▶ _Information shown_:
** begin **
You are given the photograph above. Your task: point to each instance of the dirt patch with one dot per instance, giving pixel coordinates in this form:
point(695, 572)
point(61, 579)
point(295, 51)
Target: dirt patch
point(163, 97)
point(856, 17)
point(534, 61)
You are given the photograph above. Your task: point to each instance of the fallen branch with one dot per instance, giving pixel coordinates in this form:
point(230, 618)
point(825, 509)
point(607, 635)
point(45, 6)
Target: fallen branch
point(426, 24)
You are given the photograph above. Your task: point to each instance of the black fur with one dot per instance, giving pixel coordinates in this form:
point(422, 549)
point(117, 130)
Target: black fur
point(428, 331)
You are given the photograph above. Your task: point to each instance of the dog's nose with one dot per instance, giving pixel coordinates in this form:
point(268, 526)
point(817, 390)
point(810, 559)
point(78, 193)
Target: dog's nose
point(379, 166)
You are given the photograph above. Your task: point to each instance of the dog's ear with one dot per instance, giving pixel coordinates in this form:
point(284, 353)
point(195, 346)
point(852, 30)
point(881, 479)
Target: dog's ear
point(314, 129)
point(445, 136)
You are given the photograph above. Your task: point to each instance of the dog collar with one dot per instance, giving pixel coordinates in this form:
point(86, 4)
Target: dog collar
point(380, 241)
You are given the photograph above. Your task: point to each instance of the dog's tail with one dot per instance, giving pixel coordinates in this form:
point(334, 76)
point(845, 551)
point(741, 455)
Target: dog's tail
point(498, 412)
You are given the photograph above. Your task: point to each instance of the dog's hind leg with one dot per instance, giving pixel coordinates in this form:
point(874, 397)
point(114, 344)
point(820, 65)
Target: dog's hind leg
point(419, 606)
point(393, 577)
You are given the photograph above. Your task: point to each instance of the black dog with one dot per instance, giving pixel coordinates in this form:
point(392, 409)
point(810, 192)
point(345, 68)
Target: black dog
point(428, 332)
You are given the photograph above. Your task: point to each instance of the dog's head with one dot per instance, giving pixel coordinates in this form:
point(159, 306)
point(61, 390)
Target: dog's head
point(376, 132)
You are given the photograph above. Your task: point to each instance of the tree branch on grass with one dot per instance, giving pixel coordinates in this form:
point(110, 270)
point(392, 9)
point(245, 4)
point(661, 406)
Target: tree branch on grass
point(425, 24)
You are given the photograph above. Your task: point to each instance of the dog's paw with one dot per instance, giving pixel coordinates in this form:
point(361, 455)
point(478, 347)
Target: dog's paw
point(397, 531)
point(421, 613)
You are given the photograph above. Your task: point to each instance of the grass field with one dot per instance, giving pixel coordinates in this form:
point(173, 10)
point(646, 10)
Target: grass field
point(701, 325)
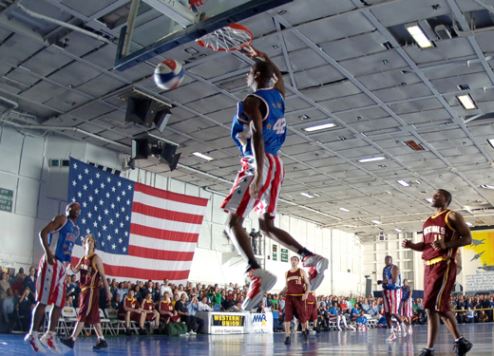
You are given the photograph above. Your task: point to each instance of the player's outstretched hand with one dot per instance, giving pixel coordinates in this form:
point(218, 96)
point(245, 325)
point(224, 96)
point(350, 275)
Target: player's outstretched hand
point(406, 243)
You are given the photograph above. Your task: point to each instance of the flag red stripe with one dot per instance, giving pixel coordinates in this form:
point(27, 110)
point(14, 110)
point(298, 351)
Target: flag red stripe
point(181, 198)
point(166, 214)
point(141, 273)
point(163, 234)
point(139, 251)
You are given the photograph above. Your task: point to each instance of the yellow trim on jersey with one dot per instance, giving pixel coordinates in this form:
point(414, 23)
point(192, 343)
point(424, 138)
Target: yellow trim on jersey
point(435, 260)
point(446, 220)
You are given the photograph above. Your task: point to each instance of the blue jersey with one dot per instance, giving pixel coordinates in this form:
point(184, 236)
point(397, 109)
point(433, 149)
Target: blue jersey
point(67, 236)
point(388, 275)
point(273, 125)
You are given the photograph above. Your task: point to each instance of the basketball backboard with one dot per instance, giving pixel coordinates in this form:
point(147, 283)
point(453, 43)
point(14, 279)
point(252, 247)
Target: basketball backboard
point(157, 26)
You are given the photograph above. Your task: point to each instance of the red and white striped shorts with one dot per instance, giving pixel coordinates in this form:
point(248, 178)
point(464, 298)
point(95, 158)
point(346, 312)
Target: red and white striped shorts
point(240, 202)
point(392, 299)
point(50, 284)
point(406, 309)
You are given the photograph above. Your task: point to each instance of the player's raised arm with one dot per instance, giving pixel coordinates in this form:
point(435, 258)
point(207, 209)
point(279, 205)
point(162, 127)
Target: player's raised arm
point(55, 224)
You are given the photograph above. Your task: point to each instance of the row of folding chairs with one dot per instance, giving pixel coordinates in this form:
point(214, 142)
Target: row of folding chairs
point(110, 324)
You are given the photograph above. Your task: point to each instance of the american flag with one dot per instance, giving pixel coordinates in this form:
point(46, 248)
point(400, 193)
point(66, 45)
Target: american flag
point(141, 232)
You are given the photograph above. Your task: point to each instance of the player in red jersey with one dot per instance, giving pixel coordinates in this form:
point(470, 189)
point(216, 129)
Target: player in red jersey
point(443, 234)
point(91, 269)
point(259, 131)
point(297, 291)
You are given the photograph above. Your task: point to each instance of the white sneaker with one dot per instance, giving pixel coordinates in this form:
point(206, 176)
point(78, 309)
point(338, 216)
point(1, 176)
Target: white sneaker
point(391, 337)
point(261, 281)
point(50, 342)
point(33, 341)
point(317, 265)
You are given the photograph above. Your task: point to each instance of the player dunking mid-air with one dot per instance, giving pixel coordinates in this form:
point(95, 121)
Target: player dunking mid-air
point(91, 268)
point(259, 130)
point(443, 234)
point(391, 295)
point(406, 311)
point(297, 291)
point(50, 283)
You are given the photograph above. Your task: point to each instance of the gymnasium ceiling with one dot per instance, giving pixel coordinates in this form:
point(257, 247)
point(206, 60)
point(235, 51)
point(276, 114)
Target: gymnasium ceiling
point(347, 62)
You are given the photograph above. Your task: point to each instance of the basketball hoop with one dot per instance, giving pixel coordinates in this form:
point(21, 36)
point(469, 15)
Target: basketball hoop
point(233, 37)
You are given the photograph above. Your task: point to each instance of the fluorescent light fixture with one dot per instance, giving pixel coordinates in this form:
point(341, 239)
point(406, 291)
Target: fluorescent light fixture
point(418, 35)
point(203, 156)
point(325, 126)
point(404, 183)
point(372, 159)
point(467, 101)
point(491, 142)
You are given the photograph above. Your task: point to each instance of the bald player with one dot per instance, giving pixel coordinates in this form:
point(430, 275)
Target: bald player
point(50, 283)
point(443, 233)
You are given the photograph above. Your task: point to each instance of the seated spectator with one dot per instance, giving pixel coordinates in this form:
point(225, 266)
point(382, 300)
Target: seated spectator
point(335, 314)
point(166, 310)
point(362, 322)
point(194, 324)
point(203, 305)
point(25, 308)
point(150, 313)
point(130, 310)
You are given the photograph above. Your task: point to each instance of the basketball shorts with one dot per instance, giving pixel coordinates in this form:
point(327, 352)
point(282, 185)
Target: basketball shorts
** end **
▶ _Challenge_:
Convert the material above into a JSON list of strings, one string per line with blank lines omitted, and keep the pictures out of the answer.

▶ _Written solution_:
[
  "You are given the photograph above. Your task: point to each instance of the dirt patch with one dot per instance, giving pixel coordinates in this form:",
  "point(695, 572)",
  "point(61, 579)",
  "point(295, 51)",
  "Target: dirt patch",
  "point(163, 97)",
  "point(856, 17)",
  "point(534, 61)",
  "You are given the photograph above. Your task: point to each instance of the fallen branch with one dot per instance, giving pixel coordinates in this form:",
  "point(230, 618)",
  "point(825, 509)",
  "point(607, 635)",
  "point(45, 6)",
  "Target: fallen branch",
  "point(426, 24)",
  "You are given the photograph above. Your task: point to each instance of the black fur with one dot per instance, giving pixel coordinates in this form:",
  "point(422, 549)",
  "point(117, 130)",
  "Target: black fur",
  "point(428, 331)",
  "You are given the photograph above. Your task: point to each instance of the dog's nose with one dot per instance, giving pixel coordinates in this form:",
  "point(268, 526)",
  "point(817, 390)",
  "point(810, 559)",
  "point(78, 193)",
  "Target: dog's nose",
  "point(379, 166)",
  "You are given the photograph above. Your task: point to each instance of the dog's ear with one dot per instance, giving pixel coordinates in this form:",
  "point(284, 353)",
  "point(195, 346)",
  "point(852, 30)",
  "point(881, 479)",
  "Target: dog's ear",
  "point(314, 129)",
  "point(445, 136)",
  "You are given the photograph above. Your task: point to each instance of the dog collar with one dot per instance, giving pixel coordinates in this form:",
  "point(86, 4)",
  "Target: dog collar",
  "point(380, 241)",
  "You are given the photograph above. Your task: point to each instance of the dog's tail with one dot per instance, giving pixel coordinates in this form:",
  "point(334, 76)",
  "point(845, 551)",
  "point(741, 455)",
  "Target: dog's tail",
  "point(498, 412)",
  "You are given the photograph above. Your task: point to each instance of the dog's hind leg with one dot per instance, giving pixel coordinates in this form:",
  "point(874, 397)",
  "point(114, 344)",
  "point(820, 65)",
  "Target: dog's hind leg",
  "point(419, 606)",
  "point(393, 577)",
  "You are given the photograph above. Your task: point to each instance of the black dog with one dot per instance, giving pixel coordinates in this form:",
  "point(392, 409)",
  "point(810, 192)",
  "point(345, 68)",
  "Target: black dog",
  "point(428, 332)",
  "You are given the photograph above. Your task: point to each instance of the dog's head with one dot per instance, giving pixel coordinates in this form:",
  "point(159, 306)",
  "point(61, 390)",
  "Target: dog's head",
  "point(376, 132)",
  "You are given the photograph above. Your task: point to each instance of the tree branch on grass with one dot per instance, giving pixel coordinates in this form:",
  "point(110, 270)",
  "point(392, 9)",
  "point(245, 4)",
  "point(661, 406)",
  "Target: tree branch on grass",
  "point(425, 24)",
  "You are given the photograph above. Your task: point to each instance of the dog's paw with one dot per instance, giving pixel coordinates in this form:",
  "point(361, 455)",
  "point(478, 347)",
  "Target: dog's paw",
  "point(397, 531)",
  "point(421, 613)",
  "You are given the photograph above. Your task: point to each instance of the grass field with one dot per instance, giving pixel coordinates in this form:",
  "point(173, 10)",
  "point(646, 10)",
  "Target: grass field",
  "point(701, 325)",
  "You are given the photograph above. Your task: point to each instance of the player's outstretched hand with one dot per instance, giving pixel coordinates in this form:",
  "point(218, 96)",
  "point(245, 325)",
  "point(224, 96)",
  "point(350, 275)",
  "Target: player's outstretched hand",
  "point(406, 243)",
  "You are given the photograph above. Your task: point to each instance of the flag red stripe with one dot per instance, giving pixel coordinates in this form:",
  "point(27, 110)",
  "point(14, 110)",
  "point(298, 351)",
  "Target: flag red stripe",
  "point(181, 198)",
  "point(166, 214)",
  "point(141, 273)",
  "point(163, 234)",
  "point(139, 251)",
  "You are given the photograph above. Your task: point to each instance of the yellow trim on jersey with one dot per instance, giving pixel coordinates in this form:",
  "point(414, 23)",
  "point(192, 343)",
  "point(424, 138)",
  "Target: yellow trim on jersey",
  "point(435, 260)",
  "point(446, 220)",
  "You are given the photograph above. Your task: point to each instance of the blue jersey with one dot per instance, giving pixel coordinates in this form:",
  "point(184, 236)",
  "point(397, 109)",
  "point(433, 149)",
  "Target: blue jersey",
  "point(67, 236)",
  "point(388, 275)",
  "point(273, 125)",
  "You are given the photograph above. Your task: point to each instance of the basketball backboard with one dot per instance, giving pixel coordinates in this form:",
  "point(147, 283)",
  "point(453, 43)",
  "point(14, 279)",
  "point(252, 247)",
  "Target: basketball backboard",
  "point(157, 26)",
  "You are given the photograph above. Your task: point to each instance of the red and white striped shorts with one dot per instance, giving pixel coordinates in this form:",
  "point(248, 178)",
  "point(464, 298)",
  "point(95, 158)",
  "point(346, 312)",
  "Target: red and white striped shorts",
  "point(240, 202)",
  "point(392, 299)",
  "point(50, 284)",
  "point(406, 309)",
  "You are given the photograph above. Your task: point to each instance of the player's raised arm with one dot per instance, giving pixel coordinates in this form:",
  "point(435, 258)",
  "point(207, 209)",
  "point(279, 205)",
  "point(162, 127)",
  "Target: player's raised arm",
  "point(55, 224)",
  "You are given the photograph above. Your task: point to each instance of the row of folding chairs with one dot per instance, giving pixel coordinates in this form:",
  "point(214, 142)",
  "Target: row of folding chairs",
  "point(110, 324)",
  "You are given the photograph above. Your task: point to each instance of the american flag with one dot per instance, giving pixel coordinates in this form:",
  "point(46, 248)",
  "point(400, 193)",
  "point(66, 45)",
  "Target: american flag",
  "point(141, 232)",
  "You are given the photograph above. Your task: point to each instance of the player in red jersey with one dot per instance, giving pixel coordinates in this form:",
  "point(470, 189)",
  "point(216, 129)",
  "Target: player in red jersey",
  "point(443, 234)",
  "point(91, 269)",
  "point(259, 131)",
  "point(297, 291)",
  "You are given the photograph above. Your task: point to each instance of the white sneaker with one dot per instance, giving pixel coordinates in this form:",
  "point(206, 176)",
  "point(78, 309)",
  "point(338, 216)",
  "point(1, 176)",
  "Target: white sneaker",
  "point(391, 337)",
  "point(261, 281)",
  "point(50, 342)",
  "point(33, 341)",
  "point(317, 265)",
  "You are given the photograph above. Your task: point to each instance of the player dunking mid-air with one dot per instance, giving pixel coordinates in this form:",
  "point(95, 121)",
  "Target: player dunking mid-air",
  "point(91, 268)",
  "point(259, 130)",
  "point(443, 234)",
  "point(391, 295)",
  "point(406, 311)",
  "point(297, 291)",
  "point(50, 283)",
  "You are given the photograph above. Your task: point to each instance of the gymnasium ceiling with one dot per instance, giving pixel coordinates in this form:",
  "point(257, 247)",
  "point(206, 60)",
  "point(235, 51)",
  "point(276, 114)",
  "Target: gymnasium ceiling",
  "point(347, 62)",
  "You are given the photograph above. Your task: point to each instance of the basketball hoop with one dot per instance, giving pixel coordinates in this form:",
  "point(21, 36)",
  "point(469, 15)",
  "Target: basketball hoop",
  "point(233, 37)",
  "You are given the photograph above. Your task: point to each instance of the fluorescent light fixture with one dot per instance, giving pixel coordinates in this form:",
  "point(341, 239)",
  "point(406, 291)",
  "Target: fluorescent light fixture",
  "point(418, 35)",
  "point(203, 156)",
  "point(325, 126)",
  "point(404, 183)",
  "point(372, 159)",
  "point(467, 101)",
  "point(491, 142)",
  "You are given the photograph above. Your task: point to each instance of the bald player with one dot per instance, giving pixel coordinates in this form:",
  "point(430, 275)",
  "Target: bald player",
  "point(50, 283)",
  "point(443, 233)",
  "You are given the photograph above. Your task: point to each instance of the seated spectator with one dot per instance, giving pixel coordinates in this form:",
  "point(225, 266)",
  "point(382, 300)",
  "Target: seated spectator",
  "point(335, 314)",
  "point(166, 310)",
  "point(362, 322)",
  "point(194, 324)",
  "point(203, 305)",
  "point(25, 308)",
  "point(150, 313)",
  "point(130, 310)",
  "You are given the photograph above. Your task: point to each instance of the basketball shorts with one dot per instance, giving pixel coordinates in this form:",
  "point(327, 352)",
  "point(282, 185)",
  "Target: basketball shorts"
]